#### WORK TASK 1
Reproduce the passage of the article on the Osun governorship election that opens with the words containing "Osun was a testy" and closes with "a surprise win.".
#### WORK TASK 2
In the article on the Osun governorship election, by how many votes did Dr. Akin Ogunbiyi lose the PDP primary to Adeleke?
#### WORK TASK 3
Pick up the article on the Osun governorship election after its final sentence and keep writing it.

==== EXERCISE TEXT

What a Close Shave

Nseobong Okon-Ekong and Segun James write that despite the seeming blight which attended the supplementary governorship election in Osun State, it was a close call for both the candidates of the All Progressives Congress and the People’s Democratic Party

The outcome of the recent governorship election in Osun State has wide implications and outstanding lessons for the all parties involved. For the All Progressives (APC) and the People’s Democratic Party (PDP), the two main contenders for control of power in the state, it was a close shave. The PDP candidate, Senator Ademola Adeleke nearly had it, having won the highest number of votes in the first ballot. But it slipped out of his hand when the exercise was declared inconclusive election by the Independent National Electoral Commission (INEC). The electoral umpire saved the APC flag-bearer, Adegboyega Oyetola from imminent defeat with that singular pronouncement, giving him the opportunity to gird his loin once again.

Osun was a testy period for leading candidates that contested for the governorship ticket of both the APC and the PDP. With the acrimony that attended the governorship selection of the two parties, it did not need a soothsayer to predict that the two parties will go through the election, managing all kinds of crises. Sensing that he might lose the primary to Adeleke, veteran politician and former deputy governor of the state, Senator Iyiola Omisore, exited the PDP with his loyalists to populate the Social Democratic Party (SDP). Apparently, Omisore was not happy to leave the PDP, he was forced to quit a party he had put in so much for and had a sense of entitlement to lead it in the state. Omisore’s popularity in the state was so much that many political pundits placed him second behind the APC’s Oyetola. In fact, not a few thought Omisore could spring a surprise win.

 It was, therefore, not much of an astonishment to those who had been following political development in Osun State that at the critical moment when his support for either Oyetola or Adeleke could be the decider in the supplementary election, Omisore chose to go with the APC against his former party the PDP. More than anything else, his decision was his pound of flesh painfully extracted from the PDP for the way the party denied him the opportunity to be its governorship candidate.

Omisore was not the only governorship aspirant who haboured a grievance against the PDP. There was Dr. Akin Ogunbiyi, who alleged that he was robbed of victory during the PDP primary held on July 2. Ogunbiyi lost the primary by seven votes to Adeleke. Though, he refused to quit the PDP, he refused to plough his energy and resources into the party’s quest to win the Osun governorship contest.

========
==== DATA TO EXAMINE

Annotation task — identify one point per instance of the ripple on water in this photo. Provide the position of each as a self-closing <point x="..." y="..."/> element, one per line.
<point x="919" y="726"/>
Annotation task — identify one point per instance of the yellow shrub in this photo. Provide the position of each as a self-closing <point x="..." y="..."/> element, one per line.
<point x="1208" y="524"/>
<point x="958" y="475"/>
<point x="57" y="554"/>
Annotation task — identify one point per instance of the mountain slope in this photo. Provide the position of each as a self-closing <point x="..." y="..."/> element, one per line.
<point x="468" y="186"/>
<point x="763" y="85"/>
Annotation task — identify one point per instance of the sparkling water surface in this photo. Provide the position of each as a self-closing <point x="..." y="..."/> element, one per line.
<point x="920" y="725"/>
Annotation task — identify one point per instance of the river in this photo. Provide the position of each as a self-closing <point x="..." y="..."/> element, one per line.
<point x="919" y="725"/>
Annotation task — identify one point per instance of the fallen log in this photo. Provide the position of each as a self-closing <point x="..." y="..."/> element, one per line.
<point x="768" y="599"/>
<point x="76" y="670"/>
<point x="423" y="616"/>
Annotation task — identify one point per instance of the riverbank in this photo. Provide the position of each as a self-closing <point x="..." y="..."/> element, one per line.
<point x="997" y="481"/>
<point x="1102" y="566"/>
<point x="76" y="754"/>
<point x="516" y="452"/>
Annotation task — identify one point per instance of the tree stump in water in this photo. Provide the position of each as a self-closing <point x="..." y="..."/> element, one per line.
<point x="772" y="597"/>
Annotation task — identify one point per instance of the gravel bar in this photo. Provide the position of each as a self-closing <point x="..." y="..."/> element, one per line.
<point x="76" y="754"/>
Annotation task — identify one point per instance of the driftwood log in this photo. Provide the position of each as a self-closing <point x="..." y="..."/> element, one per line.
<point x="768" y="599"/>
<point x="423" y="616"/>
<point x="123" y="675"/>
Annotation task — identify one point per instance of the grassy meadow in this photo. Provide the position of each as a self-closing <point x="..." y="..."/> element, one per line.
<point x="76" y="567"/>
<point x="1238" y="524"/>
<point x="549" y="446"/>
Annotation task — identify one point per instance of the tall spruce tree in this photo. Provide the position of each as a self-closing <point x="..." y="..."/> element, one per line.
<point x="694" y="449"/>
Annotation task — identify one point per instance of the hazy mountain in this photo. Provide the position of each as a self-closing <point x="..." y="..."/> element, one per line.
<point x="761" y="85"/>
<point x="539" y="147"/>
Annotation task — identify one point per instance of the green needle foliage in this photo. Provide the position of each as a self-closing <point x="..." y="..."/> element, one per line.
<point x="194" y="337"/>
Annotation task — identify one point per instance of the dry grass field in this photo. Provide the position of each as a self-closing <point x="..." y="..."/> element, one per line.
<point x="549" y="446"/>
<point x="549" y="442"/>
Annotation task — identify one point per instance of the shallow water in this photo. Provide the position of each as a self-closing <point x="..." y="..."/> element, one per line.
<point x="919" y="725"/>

========

#### EXPECTED OUTPUT 1
Osun was a testy period for leading candidates that contested for the governorship ticket of both the APC and the PDP. With the acrimony that attended the governorship selection of the two parties, it did not need a soothsayer to predict that the two parties will go through the election, managing all kinds of crises. Sensing that he might lose the primary to Adeleke, veteran politician and former deputy governor of the state, Senator Iyiola Omisore, exited the PDP with his loyalists to populate the Social Democratic Party (SDP). Apparently, Omisore was not happy to leave the PDP, he was forced to quit a party he had put in so much for and had a sense of entitlement to lead it in the state. Omisore’s popularity in the state was so much that many political pundits placed him second behind the APC’s Oyetola. In fact, not a few thought Omisore could spring a surprise win.

#### EXPECTED OUTPUT 2
Seven votes.

#### EXPECTED OUTPUT 3
For the APC, Osun was the test case for the party’s adoption of direct primary, which allows every card carrying member of the party an opportunity to have a say in the choice of candidates going into an election. A couple of leading APC chiefs, particularly the former Secretary to the State Government, Alhaji Moshood Adeoti moved out of the party with his supporters. The differences among the APC contestants for the governorship was so sharp that those who lost to Oyetola, the party’s eventual flag bearer bluntly refused to reconciled to him and the party, despite several entreaties. However, in many instances, the APC leadership adopted an arrogant posture, refusing to parley the aggrieved erstwhile members. Adeoti proved to be the APC’s nemesis in the election, by holding on to his stronghold of Iwo and garnering close to 50,000 votes, which if it had gone to the APC, would given the party victory in the first ballot. This was the most glaring example that the APC went into the Osun State governorship election as a divided house.

Among his many ‘sins’, three years into his second term, Governor Rauf Aregbesola ran the state as a ‘sole administrator’. He refused to appoint commissioners and other key members of the state executive council. Since these appointees usually represent different power blocs, local government areas and ethnic groups, their inclusion in government usually serves to give the blocs or groups they represent a sense of belonging in the government of the day. By not leaving such appointment till it was rather late in the day, Aregbesola lost a huge chunk of good will.

Of course, there is the well-known matter of staggered or delayed payment of salaries to civil servants. In a state where government employs over 70 per cent of the work force, interruption to the regular monthly pay to workers leads to a major setback in the populace, with far-reaching implications.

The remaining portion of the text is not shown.